__Data__.
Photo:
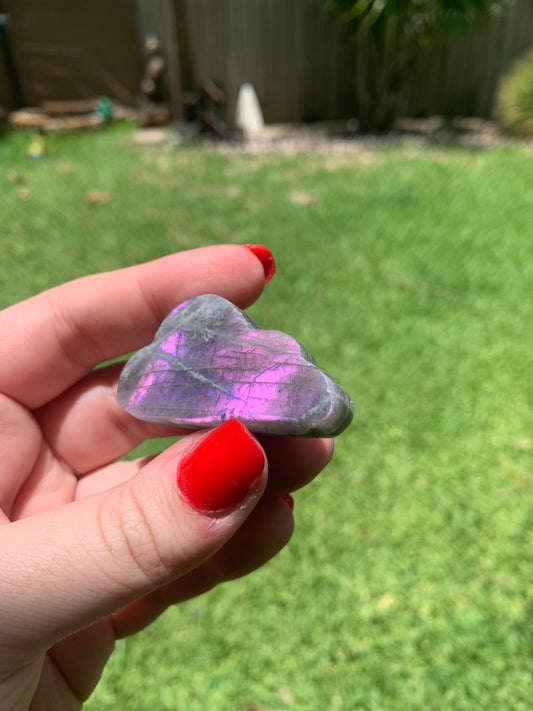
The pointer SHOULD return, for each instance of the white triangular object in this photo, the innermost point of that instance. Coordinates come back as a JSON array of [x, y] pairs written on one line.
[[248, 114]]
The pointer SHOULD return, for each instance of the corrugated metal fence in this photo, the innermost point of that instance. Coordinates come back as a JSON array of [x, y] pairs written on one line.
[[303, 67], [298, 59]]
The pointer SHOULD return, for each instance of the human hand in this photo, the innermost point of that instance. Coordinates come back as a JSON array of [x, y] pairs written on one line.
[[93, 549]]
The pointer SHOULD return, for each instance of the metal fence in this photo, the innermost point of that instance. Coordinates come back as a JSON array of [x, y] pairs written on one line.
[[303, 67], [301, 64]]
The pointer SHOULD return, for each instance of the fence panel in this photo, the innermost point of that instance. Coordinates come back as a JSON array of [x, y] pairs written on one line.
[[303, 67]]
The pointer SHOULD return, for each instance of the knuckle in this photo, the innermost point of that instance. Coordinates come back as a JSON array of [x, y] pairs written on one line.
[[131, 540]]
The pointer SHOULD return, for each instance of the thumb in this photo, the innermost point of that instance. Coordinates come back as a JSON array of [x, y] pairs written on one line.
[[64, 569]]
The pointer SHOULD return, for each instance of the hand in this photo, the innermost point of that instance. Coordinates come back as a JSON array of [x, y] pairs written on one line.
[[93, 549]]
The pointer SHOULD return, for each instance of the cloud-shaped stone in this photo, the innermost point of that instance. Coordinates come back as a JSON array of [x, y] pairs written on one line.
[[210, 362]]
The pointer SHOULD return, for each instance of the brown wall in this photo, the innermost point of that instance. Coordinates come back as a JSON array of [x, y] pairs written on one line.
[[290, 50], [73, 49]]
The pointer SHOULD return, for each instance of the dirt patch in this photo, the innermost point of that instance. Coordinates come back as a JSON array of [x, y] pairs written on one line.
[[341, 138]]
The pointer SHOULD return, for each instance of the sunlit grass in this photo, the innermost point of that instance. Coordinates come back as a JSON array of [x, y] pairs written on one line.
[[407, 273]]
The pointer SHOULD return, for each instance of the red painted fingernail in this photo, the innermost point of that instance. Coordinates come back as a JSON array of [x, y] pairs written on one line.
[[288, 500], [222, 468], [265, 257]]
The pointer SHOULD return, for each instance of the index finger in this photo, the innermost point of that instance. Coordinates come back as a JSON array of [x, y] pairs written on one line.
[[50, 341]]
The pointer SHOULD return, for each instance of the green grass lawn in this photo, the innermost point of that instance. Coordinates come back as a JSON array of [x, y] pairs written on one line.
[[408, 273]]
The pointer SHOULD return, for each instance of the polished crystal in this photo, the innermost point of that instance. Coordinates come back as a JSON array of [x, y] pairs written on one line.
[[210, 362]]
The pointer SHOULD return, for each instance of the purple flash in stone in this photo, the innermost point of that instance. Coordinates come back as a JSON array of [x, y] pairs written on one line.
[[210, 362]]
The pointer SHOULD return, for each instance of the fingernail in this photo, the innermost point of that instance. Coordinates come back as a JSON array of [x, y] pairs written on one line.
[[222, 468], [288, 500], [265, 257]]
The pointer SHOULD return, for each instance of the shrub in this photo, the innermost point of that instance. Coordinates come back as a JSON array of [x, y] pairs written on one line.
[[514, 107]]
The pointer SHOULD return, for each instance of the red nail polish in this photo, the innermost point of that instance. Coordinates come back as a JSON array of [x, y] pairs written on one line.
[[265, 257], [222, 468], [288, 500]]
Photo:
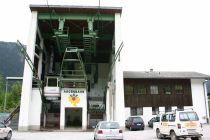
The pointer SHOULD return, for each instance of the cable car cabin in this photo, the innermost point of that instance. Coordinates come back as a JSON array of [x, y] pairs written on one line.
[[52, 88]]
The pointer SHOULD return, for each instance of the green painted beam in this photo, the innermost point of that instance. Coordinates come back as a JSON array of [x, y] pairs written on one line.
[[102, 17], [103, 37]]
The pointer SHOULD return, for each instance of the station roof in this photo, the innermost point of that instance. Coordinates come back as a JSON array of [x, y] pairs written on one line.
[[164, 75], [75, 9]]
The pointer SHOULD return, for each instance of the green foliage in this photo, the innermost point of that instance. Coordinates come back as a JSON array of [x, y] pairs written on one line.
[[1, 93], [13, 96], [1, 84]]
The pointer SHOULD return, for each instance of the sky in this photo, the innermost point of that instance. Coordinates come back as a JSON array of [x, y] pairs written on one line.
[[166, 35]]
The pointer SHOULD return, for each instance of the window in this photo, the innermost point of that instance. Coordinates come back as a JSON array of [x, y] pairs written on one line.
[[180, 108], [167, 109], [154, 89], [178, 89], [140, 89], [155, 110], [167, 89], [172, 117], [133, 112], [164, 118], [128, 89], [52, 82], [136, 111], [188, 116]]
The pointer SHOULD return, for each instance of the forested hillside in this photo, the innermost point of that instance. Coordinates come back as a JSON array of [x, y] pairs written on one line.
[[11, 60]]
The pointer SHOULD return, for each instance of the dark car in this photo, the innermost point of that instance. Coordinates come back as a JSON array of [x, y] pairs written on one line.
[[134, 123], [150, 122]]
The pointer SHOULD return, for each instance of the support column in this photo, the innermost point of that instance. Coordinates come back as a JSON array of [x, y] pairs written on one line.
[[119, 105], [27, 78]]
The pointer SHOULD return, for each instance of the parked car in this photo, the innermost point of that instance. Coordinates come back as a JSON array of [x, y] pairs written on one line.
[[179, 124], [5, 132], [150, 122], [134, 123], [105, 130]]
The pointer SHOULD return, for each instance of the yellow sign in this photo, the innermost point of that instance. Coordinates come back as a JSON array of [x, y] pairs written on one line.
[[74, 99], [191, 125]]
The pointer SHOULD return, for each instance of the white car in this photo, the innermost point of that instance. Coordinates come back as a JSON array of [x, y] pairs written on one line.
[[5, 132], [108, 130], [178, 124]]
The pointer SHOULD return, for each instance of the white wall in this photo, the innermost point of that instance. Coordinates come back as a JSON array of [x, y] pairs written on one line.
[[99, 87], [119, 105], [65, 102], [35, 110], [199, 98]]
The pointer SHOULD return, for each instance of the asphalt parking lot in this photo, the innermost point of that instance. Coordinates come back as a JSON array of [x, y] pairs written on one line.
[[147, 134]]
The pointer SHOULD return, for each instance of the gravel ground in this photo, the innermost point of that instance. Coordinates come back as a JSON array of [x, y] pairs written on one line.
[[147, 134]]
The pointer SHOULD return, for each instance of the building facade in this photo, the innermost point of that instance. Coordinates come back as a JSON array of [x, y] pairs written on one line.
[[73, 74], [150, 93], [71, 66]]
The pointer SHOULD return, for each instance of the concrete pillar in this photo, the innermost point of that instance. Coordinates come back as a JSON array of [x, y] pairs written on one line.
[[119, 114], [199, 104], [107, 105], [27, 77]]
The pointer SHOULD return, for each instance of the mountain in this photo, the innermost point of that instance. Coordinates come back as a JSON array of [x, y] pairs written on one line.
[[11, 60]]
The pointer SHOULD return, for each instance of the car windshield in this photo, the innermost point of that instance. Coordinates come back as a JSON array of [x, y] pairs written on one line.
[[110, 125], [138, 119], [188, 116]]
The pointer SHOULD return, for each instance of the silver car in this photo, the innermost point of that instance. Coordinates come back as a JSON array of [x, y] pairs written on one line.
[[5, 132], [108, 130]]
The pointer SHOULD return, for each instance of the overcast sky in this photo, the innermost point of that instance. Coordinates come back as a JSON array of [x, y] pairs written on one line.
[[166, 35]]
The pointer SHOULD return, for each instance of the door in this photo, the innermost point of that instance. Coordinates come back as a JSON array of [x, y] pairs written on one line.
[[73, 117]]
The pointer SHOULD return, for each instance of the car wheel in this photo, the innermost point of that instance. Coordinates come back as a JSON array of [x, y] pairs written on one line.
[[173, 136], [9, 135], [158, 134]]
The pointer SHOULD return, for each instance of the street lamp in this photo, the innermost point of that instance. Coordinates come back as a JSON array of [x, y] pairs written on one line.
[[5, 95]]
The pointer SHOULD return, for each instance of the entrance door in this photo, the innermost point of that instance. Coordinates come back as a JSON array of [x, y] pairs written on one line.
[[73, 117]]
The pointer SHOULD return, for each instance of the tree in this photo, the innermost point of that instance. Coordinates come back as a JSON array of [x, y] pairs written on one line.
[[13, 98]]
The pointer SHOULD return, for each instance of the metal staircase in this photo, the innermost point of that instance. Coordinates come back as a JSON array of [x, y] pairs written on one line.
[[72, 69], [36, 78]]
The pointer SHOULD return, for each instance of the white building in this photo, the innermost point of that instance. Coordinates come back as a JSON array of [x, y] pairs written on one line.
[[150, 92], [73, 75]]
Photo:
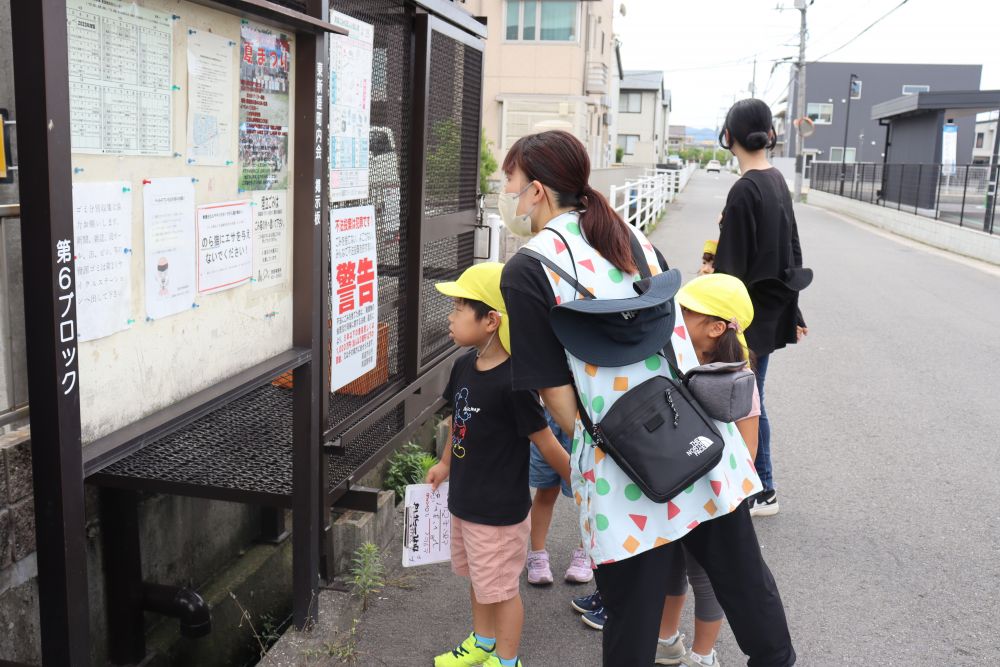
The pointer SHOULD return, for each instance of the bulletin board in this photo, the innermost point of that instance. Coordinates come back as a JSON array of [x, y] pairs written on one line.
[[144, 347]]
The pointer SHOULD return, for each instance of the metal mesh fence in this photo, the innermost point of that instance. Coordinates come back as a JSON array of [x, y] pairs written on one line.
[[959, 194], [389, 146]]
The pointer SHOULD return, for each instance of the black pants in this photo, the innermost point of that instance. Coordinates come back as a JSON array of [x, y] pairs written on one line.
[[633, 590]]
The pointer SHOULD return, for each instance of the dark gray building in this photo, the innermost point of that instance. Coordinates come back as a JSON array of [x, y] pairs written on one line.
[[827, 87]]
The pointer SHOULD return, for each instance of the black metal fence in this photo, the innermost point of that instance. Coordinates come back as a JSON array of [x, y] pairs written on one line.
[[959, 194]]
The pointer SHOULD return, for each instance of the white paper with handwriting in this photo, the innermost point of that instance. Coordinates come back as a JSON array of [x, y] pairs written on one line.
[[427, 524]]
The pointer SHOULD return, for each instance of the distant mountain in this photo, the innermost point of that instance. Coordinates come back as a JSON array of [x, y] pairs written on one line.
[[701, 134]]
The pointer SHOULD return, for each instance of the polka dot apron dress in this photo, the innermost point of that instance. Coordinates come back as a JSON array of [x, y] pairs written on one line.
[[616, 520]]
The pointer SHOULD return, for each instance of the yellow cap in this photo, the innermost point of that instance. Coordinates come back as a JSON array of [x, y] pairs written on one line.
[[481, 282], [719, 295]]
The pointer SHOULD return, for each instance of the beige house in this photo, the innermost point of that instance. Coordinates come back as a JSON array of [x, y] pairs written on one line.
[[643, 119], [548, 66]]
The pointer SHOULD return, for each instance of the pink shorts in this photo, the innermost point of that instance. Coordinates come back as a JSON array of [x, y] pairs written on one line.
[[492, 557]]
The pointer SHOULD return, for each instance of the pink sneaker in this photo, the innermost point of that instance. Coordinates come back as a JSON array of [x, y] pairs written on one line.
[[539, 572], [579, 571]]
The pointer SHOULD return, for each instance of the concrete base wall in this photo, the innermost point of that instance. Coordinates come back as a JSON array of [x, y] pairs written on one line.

__Given task__.
Copy the material verbatim, from the line that contains "the car windshield" up to and including the line that contains "[[173, 136], [9, 135], [158, 134]]".

__The reply__.
The pointer SHOULD return, for each instance of the car windshield in this photo, the innermost point of that instance. Coordinates come back as a JSON array of [x, y] pairs written on one line.
[[110, 125], [138, 119], [188, 116]]
The pointer SHOULD return, for each instance of the silver car in this photo, the innermost point of that instance. Coordinates come back as a JSON array of [x, y] pairs written on one line.
[[5, 132], [108, 130]]
The pointer SHOULD return, for each instance of the overcast sky in this photo, the innermost point of that instance. Coordinates come back as a JSON array of [x, y] pairs written on one line.
[[166, 35]]
The pointer SHOULD return, for each instance of the door in this photo, the innermost point of that instance. Coordinates come back as a JSON array of [x, y] pairs written on one line.
[[73, 117]]
The pointer SHOULD return, for each instance of the car wheel in this photo, the innermost point of that instance. Coordinates come back as a JSON array of [x, y] pairs written on one line.
[[173, 136], [9, 135], [158, 134]]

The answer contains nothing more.